[Task to complete]
Return each line in the data below that contains the string "leaf", copied in full. Matching is case-sensitive.

[Data section]
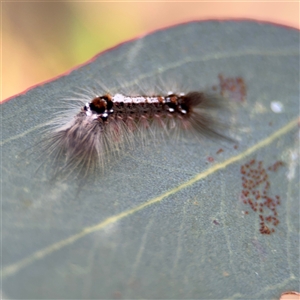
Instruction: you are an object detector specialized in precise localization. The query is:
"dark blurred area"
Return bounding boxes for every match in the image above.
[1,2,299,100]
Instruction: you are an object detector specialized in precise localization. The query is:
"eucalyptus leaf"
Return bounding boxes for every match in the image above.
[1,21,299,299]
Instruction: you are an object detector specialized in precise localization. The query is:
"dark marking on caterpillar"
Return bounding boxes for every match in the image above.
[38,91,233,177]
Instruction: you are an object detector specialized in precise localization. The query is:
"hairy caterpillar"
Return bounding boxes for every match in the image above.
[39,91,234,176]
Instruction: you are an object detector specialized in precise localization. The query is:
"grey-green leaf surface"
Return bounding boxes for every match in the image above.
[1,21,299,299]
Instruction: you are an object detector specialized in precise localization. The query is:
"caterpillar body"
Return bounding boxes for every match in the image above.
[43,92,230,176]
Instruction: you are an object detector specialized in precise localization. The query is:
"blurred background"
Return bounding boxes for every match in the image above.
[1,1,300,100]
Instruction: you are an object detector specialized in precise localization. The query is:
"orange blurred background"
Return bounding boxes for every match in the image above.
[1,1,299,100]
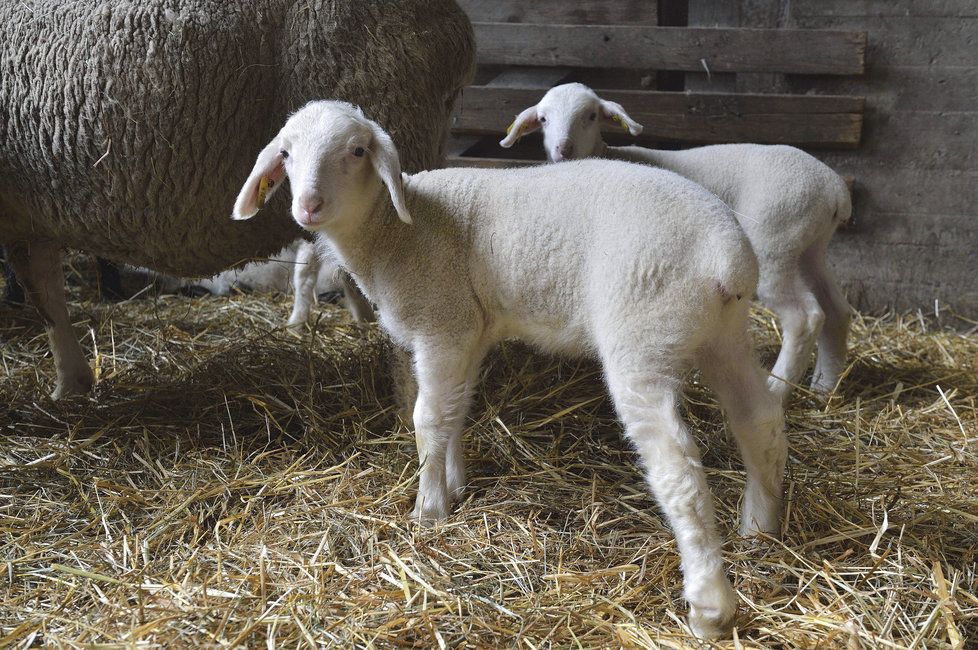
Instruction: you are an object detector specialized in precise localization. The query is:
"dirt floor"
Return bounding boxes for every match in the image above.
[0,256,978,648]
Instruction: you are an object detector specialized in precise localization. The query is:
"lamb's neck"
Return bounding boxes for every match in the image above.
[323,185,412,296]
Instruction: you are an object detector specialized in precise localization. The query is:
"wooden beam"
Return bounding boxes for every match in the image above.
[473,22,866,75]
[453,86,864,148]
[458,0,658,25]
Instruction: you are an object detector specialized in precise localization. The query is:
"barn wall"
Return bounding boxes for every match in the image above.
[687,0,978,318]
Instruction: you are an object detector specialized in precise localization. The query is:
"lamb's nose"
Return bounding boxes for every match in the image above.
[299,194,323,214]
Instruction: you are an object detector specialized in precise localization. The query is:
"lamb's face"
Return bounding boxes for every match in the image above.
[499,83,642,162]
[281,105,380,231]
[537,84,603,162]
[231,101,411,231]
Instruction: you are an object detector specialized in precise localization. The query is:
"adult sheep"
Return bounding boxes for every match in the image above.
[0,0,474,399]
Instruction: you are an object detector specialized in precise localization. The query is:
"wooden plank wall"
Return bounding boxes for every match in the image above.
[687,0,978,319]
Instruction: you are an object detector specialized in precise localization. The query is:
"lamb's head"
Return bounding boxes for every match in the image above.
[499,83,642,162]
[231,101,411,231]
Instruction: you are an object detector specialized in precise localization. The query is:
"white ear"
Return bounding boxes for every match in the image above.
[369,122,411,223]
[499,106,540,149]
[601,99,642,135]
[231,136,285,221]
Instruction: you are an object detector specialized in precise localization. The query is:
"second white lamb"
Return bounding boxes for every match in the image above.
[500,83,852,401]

==

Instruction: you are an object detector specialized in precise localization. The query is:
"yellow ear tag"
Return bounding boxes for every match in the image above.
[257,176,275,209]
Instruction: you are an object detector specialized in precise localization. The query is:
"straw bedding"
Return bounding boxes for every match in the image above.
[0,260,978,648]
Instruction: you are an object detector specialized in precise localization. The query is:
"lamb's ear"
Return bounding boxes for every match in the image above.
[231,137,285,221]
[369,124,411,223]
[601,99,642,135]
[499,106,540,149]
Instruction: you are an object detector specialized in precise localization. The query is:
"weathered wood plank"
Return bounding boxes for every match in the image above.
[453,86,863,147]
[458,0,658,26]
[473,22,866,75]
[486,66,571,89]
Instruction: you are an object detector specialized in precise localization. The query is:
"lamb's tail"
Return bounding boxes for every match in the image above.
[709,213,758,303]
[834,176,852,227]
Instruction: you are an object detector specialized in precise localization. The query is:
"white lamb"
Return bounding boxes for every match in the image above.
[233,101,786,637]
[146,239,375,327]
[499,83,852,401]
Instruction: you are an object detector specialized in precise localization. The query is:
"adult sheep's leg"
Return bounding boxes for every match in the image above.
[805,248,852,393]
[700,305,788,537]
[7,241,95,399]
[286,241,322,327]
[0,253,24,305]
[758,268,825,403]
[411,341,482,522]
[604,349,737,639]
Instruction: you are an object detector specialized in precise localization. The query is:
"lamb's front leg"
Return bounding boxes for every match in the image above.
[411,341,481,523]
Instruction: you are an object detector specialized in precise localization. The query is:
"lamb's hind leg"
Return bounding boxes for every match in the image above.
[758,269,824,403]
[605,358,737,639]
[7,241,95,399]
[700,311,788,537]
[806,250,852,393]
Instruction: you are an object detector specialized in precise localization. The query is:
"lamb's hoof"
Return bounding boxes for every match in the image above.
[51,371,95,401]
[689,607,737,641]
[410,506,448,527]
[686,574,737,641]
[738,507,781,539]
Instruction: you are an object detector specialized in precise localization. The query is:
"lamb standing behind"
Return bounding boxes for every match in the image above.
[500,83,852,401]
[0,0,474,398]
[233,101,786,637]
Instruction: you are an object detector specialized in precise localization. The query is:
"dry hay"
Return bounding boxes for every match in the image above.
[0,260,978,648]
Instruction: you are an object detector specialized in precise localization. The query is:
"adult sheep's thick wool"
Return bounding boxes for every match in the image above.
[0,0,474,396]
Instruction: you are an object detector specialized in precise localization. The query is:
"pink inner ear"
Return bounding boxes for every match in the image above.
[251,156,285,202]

==

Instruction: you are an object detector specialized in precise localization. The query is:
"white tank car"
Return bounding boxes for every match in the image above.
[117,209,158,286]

[Written answer]
"eucalyptus leaf"
"grey-green leaf surface"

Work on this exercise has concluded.